What you need to do. Please, without the pictures, restate every entry exactly.

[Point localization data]
-=-=-=-=-
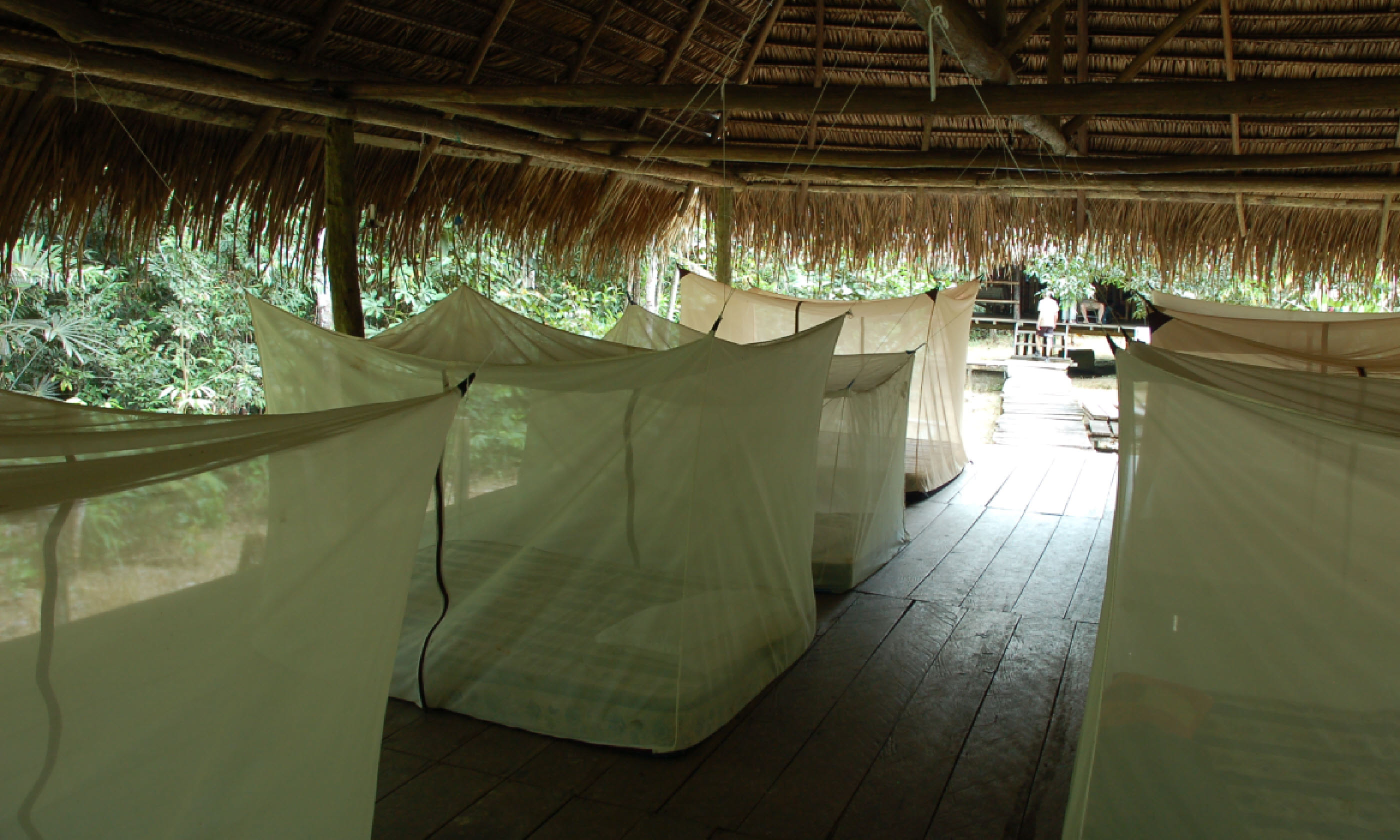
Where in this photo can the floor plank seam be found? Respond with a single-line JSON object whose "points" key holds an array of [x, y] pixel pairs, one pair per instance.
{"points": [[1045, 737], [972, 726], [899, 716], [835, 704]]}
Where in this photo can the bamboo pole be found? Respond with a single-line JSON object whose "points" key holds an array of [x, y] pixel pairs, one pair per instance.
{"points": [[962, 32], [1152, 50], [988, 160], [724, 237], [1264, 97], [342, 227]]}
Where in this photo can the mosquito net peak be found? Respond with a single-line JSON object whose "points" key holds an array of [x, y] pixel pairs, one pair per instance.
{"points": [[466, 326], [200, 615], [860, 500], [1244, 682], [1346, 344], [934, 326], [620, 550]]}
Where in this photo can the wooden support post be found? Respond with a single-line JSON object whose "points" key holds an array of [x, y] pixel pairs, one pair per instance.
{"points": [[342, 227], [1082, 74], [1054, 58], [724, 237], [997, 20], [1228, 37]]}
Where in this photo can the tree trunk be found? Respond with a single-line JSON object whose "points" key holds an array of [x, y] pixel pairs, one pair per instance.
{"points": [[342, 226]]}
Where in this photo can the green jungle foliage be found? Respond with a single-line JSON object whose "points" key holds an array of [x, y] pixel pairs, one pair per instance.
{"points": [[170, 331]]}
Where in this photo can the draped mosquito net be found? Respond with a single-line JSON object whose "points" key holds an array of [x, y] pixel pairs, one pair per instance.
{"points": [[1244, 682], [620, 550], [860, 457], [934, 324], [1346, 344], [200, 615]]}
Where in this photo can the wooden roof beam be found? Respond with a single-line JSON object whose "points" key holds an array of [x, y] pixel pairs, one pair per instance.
-=-=-=-=-
Result of the task.
Where in this photo can the floor plank seam be found? Respond with a single-line JSON object whose "points" key holds an array of [x, y] pixel pairs, one pair per instance.
{"points": [[1045, 737], [972, 726], [899, 716], [835, 704]]}
Where in this photo can the bamboo pole be found? Respond with a single-line JSON object whose "points" key holds an array of [x, y] pixel pairs, one pair per instance.
{"points": [[962, 32], [1152, 50], [988, 160], [724, 237], [1264, 97], [342, 227]]}
Where in this photo can the mosquito net peak be found? Respond with a single-line JSON object whose "points" key holds an array of [x, y] pixel pairs, one pair per instance.
{"points": [[466, 326], [200, 615], [860, 500], [1244, 682], [1346, 344], [934, 326], [620, 550]]}
Where in this photo can the wooden support post be found? Respond with a single-line JSON object whose "points" key holds an array of [x, y] pixel pairs, one pair per instance.
{"points": [[342, 227], [1082, 74], [1054, 58], [724, 237], [997, 20], [1228, 37]]}
Where in this photo can the tree trunk be found? Respond with a single-line JSON object whose "points" key holds an array of [x, y] pixel pairs, one pair per instance.
{"points": [[342, 226]]}
Where in this photo can the green jungle foliage be found? Respond with a single-line JSON object whose "points" key holds an array of [x, y] pixel pairs, one pair per instance.
{"points": [[170, 331]]}
Where in this photo can the draped mosquito net be found? Respond with a single-line JSON object whose "points" key holds an array of [x, y] pixel pairs, one pair per instance.
{"points": [[1244, 682], [620, 550], [860, 457], [934, 324], [1346, 344], [200, 615]]}
Where in this photo can the wooden roof beam be found? Respond with a single-line JSON object whose "points" key holds an array of [x, y] pixel pairs, one pair per instance.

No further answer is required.